::: Extrait du texte :::
Le nouveau projet de loi Icesave a finalement été adopté le 30 décembre 2009 après de longues discussions. Bien que cette loi ait été controversée, c’est la troisième fois que le parlement adoptait un instrument légal reflétant la position de l’Islande vis-à-vis de ses engagements internationaux. La polémique a surtout porté sur les conditions de remboursement du prêt des gouvernements du Royaume-Uni et des Pays-Bas, et pas essentiellement sur la question de savoir si l’Islande devait payer ou non.
Le 31 décembre 2009, le Président islandais Ólafur Ragnar Grímsson a reçu le projet de loi pour ratification, conformément à l’Article 26 de la Constitution. Il y est stipulé qu’un projet de loi adopté par le parlement doit être soumis au Président pour ratification dans les deux semaines qui suivent. Si le Président rejette un projet de loi, il devient néanmoins une loi validée, mais doit dans les meilleurs délais être soumis au référendum de tous les citoyens ayant le droit de vote, pour être accepté ou rejeté. Dans ce dernier cas, la loi est abrogée, mais sinon, elle reste en vigueur.
Le 5 janvier 2010, pour la deuxième fois dans l’histoire de l’Islande, le Président a décidé de ne pas ratifier le projet de loi. Il a invoqué l’opposition générale au projet de loi, notamment par le moyen d’une pétition sur internet signée par environ 60 mille Islandais (environ un quart de l’électorat). Cette pétition avait été mise en place par un mouvement de citoyens, InDefence, lequel fut fondé en octobre 2008 pour protester contre l’usage par le gouvernement du Royaume-Uni d’une législation anti-terroriste visant les intérêts islandais au Royaume-Uni à la même époque. Son succès reflète l’opposition d’une grande partie de la population aux accords, laquelle a été ressentie depuis le début de la crise.
:::
- Exercice proposé A
D'après le texte sur la loi Icesave, à quelle date le Président islandais a-t-il décidé de ne pas ratifier le projet de loi ?
- Exercice proposé B
Expliquez, en vous appuyant sur le texte sur la loi Icesave, pourquoi le Président islandais a refusé de ratifier le projet de loi.
- Exercice proposé C
Recopiez le passage du texte sur la loi Icesave depuis « Le 31 décembre » jusqu'à « reste en vigueur. ».
::: Extrait source :::
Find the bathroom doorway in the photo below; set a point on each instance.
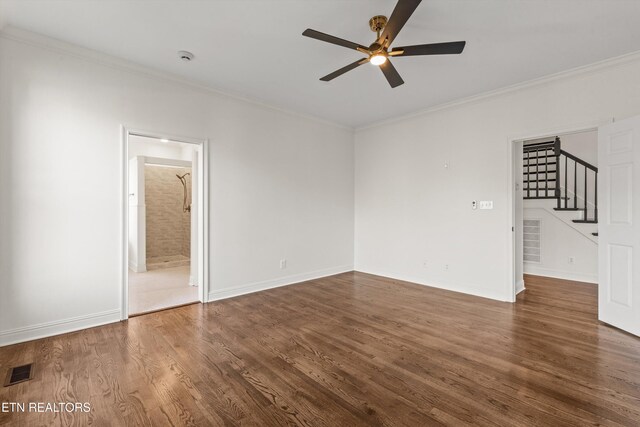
:::
- Réponse attendue A
Le 5 janvier 2010.

- Réponse attendue B
Le Président a invoqué l'opposition générale au projet de loi. Cette opposition s'était notamment exprimée par une pétition sur internet signée par environ 60 mille Islandais, soit à peu près un quart de l'électorat.

- Réponse attendue C
Le 31 décembre 2009, le Président islandais Ólafur Ragnar Grímsson a reçu le projet de loi pour ratification, conformément à l’Article 26 de la Constitution. Il y est stipulé qu’un projet de loi adopté par le parlement doit être soumis au Président pour ratification dans les deux semaines qui suivent. Si le Président rejette un projet de loi, il devient néanmoins une loi validée, mais doit dans les meilleurs délais être soumis au référendum de tous les citoyens ayant le droit de vote, pour être accepté ou rejeté. Dans ce dernier cas, la loi est abrogée, mais sinon, elle reste en vigueur.